- [YOUR TASK]
Copy the passage from the footballer biography word for word, starting at "On 14 July 2015" and ending at "side F.C. Famalicão.".

- [EXCERPT PROVIDED]
Hugo Domingos Gomes (born 4 January 1995) is a Brazilian footballer who plays for Portuguese club Moreirense on loan from Rio Ave as a central defender.

Club career
Born in Campo Grande, Mato Grosso do Sul, Hugo Gomes started his career with Los Angeles FC in his hometown, aged only five. In 2008 he was invited for a trial at São Paulo FC, joining its youth setup in 2009 at the age of 13.

On 14 July 2015 Hugo Gomes renewed his contract until the end of 2017, being loaned to RCD Mallorca a day later. However, he only featured for the reserves in Tercera División.

On 24 August 2016, Hugo Gomes moved to another reserve team, Granada CF B in Segunda División B. After featuring sparingly, he returned to São Paulo, representing the B-side until the end of the year.

On 29 December 2017, Hugo Gomes joined Atlético Goianiense also in a temporary deal. The following 16 July, after being rarely used, he agreed to a three-year deal with LigaPro side F.C. Famalicão.

Hugo Gomes made his professional debut on 11 August 2018, starting in a 0–1 away loss against S.C. Farense. He made just nine more appearances as they were promoted to Primeira Liga as runners-up, and scored in a 4–2 home comeback win over FC Porto B on 27 October.

[Point annotation dataset records]
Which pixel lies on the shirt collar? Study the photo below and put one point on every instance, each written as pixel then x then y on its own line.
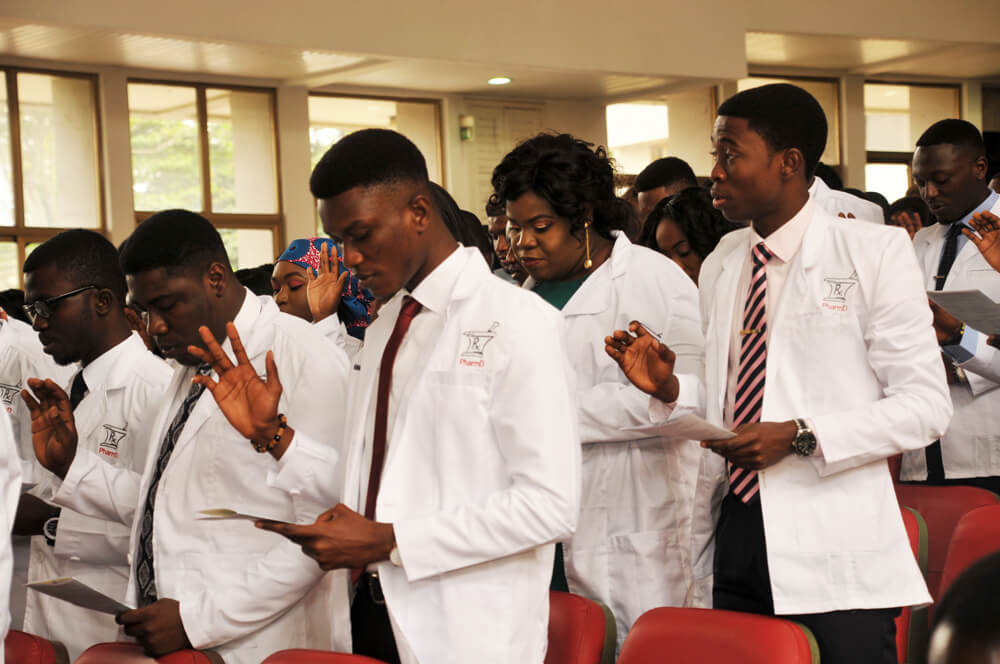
pixel 785 242
pixel 434 291
pixel 95 374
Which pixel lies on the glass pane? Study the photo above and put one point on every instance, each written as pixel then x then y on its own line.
pixel 331 118
pixel 241 151
pixel 166 161
pixel 678 124
pixel 10 269
pixel 896 115
pixel 825 93
pixel 890 180
pixel 6 170
pixel 248 247
pixel 58 151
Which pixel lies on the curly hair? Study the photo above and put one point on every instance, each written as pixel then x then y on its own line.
pixel 692 210
pixel 575 178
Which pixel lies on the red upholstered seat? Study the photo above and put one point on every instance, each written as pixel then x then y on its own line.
pixel 131 653
pixel 576 630
pixel 302 656
pixel 941 507
pixel 708 636
pixel 976 535
pixel 24 648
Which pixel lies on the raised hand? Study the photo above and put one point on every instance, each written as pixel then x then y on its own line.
pixel 323 291
pixel 646 362
pixel 987 225
pixel 53 429
pixel 249 403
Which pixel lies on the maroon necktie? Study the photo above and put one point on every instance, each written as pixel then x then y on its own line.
pixel 407 313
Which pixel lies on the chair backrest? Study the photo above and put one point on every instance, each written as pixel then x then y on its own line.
pixel 23 648
pixel 911 625
pixel 708 636
pixel 977 535
pixel 131 653
pixel 941 507
pixel 303 656
pixel 577 630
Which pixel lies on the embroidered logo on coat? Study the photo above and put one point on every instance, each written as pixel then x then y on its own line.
pixel 837 290
pixel 477 342
pixel 112 437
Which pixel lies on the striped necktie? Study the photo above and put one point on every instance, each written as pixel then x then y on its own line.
pixel 753 365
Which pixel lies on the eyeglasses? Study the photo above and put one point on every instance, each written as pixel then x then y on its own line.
pixel 43 308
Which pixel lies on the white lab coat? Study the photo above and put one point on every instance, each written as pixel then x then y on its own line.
pixel 113 423
pixel 971 445
pixel 632 544
pixel 244 592
pixel 861 362
pixel 10 490
pixel 844 205
pixel 22 357
pixel 481 477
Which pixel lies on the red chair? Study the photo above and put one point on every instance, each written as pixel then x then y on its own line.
pixel 708 636
pixel 911 625
pixel 131 653
pixel 941 507
pixel 977 535
pixel 303 656
pixel 24 648
pixel 578 631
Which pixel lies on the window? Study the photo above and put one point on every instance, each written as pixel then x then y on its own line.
pixel 677 125
pixel 895 116
pixel 826 93
pixel 49 162
pixel 210 149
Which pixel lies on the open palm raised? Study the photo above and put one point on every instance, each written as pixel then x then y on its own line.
pixel 646 362
pixel 249 403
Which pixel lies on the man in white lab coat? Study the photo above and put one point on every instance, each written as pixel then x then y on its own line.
pixel 208 584
pixel 21 357
pixel 949 167
pixel 75 294
pixel 819 351
pixel 463 462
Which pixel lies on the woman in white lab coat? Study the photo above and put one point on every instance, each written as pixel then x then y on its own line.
pixel 631 547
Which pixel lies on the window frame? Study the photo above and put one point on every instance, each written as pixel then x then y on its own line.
pixel 271 221
pixel 21 234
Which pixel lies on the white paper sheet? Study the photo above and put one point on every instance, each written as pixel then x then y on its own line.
pixel 76 592
pixel 685 427
pixel 972 307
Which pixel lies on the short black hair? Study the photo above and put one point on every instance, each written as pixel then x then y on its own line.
pixel 570 174
pixel 911 205
pixel 177 240
pixel 959 133
pixel 786 116
pixel 86 257
pixel 692 210
pixel 829 176
pixel 257 279
pixel 367 158
pixel 663 173
pixel 972 603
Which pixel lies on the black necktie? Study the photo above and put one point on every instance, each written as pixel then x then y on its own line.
pixel 948 254
pixel 77 390
pixel 144 575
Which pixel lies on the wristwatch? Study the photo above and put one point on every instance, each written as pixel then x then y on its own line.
pixel 49 529
pixel 804 443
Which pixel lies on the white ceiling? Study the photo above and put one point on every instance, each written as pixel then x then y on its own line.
pixel 874 57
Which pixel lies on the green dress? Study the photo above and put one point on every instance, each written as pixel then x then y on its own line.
pixel 558 293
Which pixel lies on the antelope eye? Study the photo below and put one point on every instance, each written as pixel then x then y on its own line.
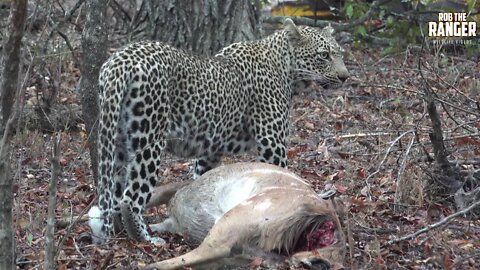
pixel 323 55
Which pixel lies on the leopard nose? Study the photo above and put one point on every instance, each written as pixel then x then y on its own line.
pixel 343 77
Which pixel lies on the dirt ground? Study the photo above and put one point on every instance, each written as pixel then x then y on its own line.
pixel 368 138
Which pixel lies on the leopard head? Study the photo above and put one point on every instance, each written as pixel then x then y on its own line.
pixel 318 57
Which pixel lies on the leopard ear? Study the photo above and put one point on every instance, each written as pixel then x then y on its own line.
pixel 292 31
pixel 329 29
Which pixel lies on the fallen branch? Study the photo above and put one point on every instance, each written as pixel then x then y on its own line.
pixel 361 135
pixel 435 225
pixel 339 27
pixel 389 149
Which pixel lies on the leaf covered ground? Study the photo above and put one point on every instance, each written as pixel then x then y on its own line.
pixel 369 139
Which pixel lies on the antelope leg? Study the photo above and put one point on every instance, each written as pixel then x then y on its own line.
pixel 202 254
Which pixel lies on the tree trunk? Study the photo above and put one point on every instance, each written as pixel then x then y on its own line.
pixel 11 52
pixel 94 44
pixel 9 89
pixel 203 26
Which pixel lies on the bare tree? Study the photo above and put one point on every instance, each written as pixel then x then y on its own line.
pixel 94 44
pixel 11 51
pixel 203 26
pixel 9 89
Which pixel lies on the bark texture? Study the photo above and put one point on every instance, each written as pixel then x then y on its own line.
pixel 94 44
pixel 203 26
pixel 11 60
pixel 9 89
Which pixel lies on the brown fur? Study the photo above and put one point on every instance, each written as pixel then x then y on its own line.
pixel 280 209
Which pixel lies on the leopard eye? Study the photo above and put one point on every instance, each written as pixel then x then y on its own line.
pixel 323 55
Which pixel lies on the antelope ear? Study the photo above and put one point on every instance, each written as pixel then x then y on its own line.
pixel 292 31
pixel 329 29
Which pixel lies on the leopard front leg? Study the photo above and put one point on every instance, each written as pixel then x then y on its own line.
pixel 142 174
pixel 271 146
pixel 146 125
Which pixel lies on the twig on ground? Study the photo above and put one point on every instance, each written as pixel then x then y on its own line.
pixel 434 225
pixel 399 185
pixel 383 161
pixel 361 135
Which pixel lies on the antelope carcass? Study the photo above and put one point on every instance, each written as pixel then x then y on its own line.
pixel 253 206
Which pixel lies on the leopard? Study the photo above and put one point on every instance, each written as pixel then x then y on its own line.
pixel 155 98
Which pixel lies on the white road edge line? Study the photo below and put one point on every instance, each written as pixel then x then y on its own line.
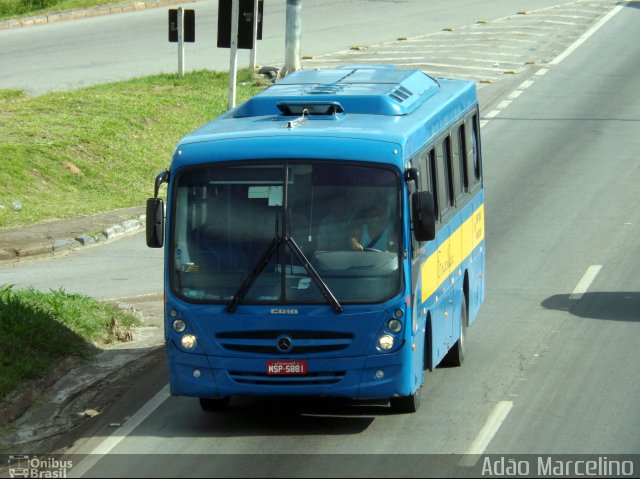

- [RESULT OF THIS TASK]
On 14 July 2015 Hugo Gomes renewed his contract until the end of 2017, being loaned to RCD Mallorca a day later. However, he only featured for the reserves in Tercera División.

On 24 August 2016, Hugo Gomes moved to another reserve team, Granada CF B in Segunda División B. After featuring sparingly, he returned to São Paulo, representing the B-side until the end of the year.

On 29 December 2017, Hugo Gomes joined Atlético Goianiense also in a temporary deal. The following 16 July, after being rarely used, he agreed to a three-year deal with LigaPro side F.C. Famalicão.